▸ **SET PROBLEM**:
Update the listing below by changing every "one point per instance" to "one point for each instance". Leave everything else as it is.

Pointing dataset records:
• • •

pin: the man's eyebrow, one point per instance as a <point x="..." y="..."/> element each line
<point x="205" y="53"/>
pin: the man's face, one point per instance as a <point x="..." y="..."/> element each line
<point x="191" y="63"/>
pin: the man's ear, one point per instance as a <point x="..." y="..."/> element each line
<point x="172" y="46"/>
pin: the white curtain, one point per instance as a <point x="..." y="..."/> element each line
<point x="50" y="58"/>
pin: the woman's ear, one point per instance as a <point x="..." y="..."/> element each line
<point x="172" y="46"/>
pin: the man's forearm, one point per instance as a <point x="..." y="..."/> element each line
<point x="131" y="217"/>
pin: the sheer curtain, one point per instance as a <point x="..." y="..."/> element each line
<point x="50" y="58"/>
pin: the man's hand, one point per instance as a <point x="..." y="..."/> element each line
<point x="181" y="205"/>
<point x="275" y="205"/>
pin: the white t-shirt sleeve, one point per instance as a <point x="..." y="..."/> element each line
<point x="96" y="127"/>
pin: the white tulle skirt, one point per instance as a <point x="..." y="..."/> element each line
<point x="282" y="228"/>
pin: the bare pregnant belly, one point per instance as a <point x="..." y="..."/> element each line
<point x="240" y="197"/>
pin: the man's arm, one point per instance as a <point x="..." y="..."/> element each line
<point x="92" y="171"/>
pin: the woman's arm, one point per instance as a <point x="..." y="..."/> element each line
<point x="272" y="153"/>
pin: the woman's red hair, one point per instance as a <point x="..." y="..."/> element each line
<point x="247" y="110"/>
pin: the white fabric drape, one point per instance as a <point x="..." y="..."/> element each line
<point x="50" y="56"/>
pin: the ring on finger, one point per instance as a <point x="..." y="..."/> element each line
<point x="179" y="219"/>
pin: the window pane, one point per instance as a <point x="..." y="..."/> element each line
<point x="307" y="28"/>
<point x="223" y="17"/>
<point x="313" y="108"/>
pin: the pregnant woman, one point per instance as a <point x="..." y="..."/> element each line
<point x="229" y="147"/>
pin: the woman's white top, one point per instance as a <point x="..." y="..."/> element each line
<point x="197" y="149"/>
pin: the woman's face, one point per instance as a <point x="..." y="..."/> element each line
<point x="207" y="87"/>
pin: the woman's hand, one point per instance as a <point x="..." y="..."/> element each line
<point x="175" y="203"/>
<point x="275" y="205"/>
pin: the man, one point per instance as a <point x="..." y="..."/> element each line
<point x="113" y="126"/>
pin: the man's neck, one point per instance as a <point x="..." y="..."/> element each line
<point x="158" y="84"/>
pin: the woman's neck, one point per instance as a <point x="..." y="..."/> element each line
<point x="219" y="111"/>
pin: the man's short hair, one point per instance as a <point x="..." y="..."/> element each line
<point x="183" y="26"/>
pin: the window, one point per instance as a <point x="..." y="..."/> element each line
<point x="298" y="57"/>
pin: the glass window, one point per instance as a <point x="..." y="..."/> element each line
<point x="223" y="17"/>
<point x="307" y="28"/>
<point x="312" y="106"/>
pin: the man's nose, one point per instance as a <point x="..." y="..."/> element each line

• • •

▸ **EXPECTED ANSWER**:
pin: the man's eyebrow, one point for each instance as a <point x="..." y="..."/> element each line
<point x="205" y="53"/>
pin: the man's face, one point for each instance as a <point x="..." y="..."/> element each line
<point x="191" y="63"/>
pin: the man's ear, one point for each instance as a <point x="..." y="..."/> element each line
<point x="172" y="46"/>
pin: the white curtain, one point for each instance as a <point x="..." y="..."/> element each line
<point x="50" y="58"/>
pin: the woman's ear, one point for each instance as a <point x="..." y="..."/> element each line
<point x="172" y="46"/>
pin: the man's forearm, one point for each instance as a <point x="..." y="..."/> element each line
<point x="131" y="217"/>
pin: the sheer curtain, one point for each instance as a <point x="..." y="..."/> element each line
<point x="50" y="58"/>
pin: the man's hand, one point for each instance as a <point x="..." y="..."/> element each line
<point x="181" y="205"/>
<point x="275" y="205"/>
pin: the white t-shirt sleeve, one point for each instance as a <point x="..." y="..."/> element each line
<point x="96" y="127"/>
pin: the white tulle skirt, one point for each instance as a <point x="..." y="..."/> element each line
<point x="282" y="228"/>
pin: the bare pregnant belly, one point for each instance as a <point x="..." y="..."/> element each line
<point x="240" y="197"/>
pin: the man's arm, one point for each instance as a <point x="..." y="..."/> element each line
<point x="92" y="171"/>
pin: the woman's arm, one point for each instance as a <point x="..." y="..."/> element each line
<point x="272" y="153"/>
pin: the woman's red hair, one point for each instance as a <point x="..." y="..."/> element each line
<point x="247" y="110"/>
pin: the white fabric drape, one point for each instance as a <point x="..." y="..."/> element each line
<point x="50" y="56"/>
pin: the ring on finger, one point for each instance as a <point x="..." y="..."/> element each line
<point x="179" y="219"/>
pin: the window pane, one point for each instance as a <point x="..." y="..."/> element each line
<point x="307" y="28"/>
<point x="223" y="17"/>
<point x="313" y="108"/>
pin: the pregnant woman, one point for each instance as a <point x="..." y="..."/> element each line
<point x="229" y="147"/>
pin: the woman's white top, one point for each instance as a <point x="..." y="..."/> element each line
<point x="197" y="149"/>
pin: the woman's face, one point for each instance as a <point x="..." y="..."/> element each line
<point x="207" y="87"/>
pin: the woman's hand, one point for each instance as a <point x="..." y="..."/> element each line
<point x="175" y="203"/>
<point x="275" y="205"/>
pin: the man, one point for each instance as a <point x="..." y="..."/> element each line
<point x="113" y="126"/>
pin: the man's neck, one point for each instance as a <point x="..." y="..."/> element each line
<point x="158" y="84"/>
pin: the woman's neck, one point for each instance as a <point x="..." y="..."/> element each line
<point x="219" y="111"/>
pin: the man's short hair, one point for each instance as a <point x="..." y="..."/> element each line
<point x="183" y="26"/>
pin: the window, one point for each instance as a <point x="..." y="..."/> element each line
<point x="298" y="57"/>
pin: the glass window, one point for each instance as a <point x="..." y="..."/> element each line
<point x="223" y="17"/>
<point x="307" y="28"/>
<point x="312" y="106"/>
pin: the man's nose, one point for each instance as a <point x="..." y="..."/> element each line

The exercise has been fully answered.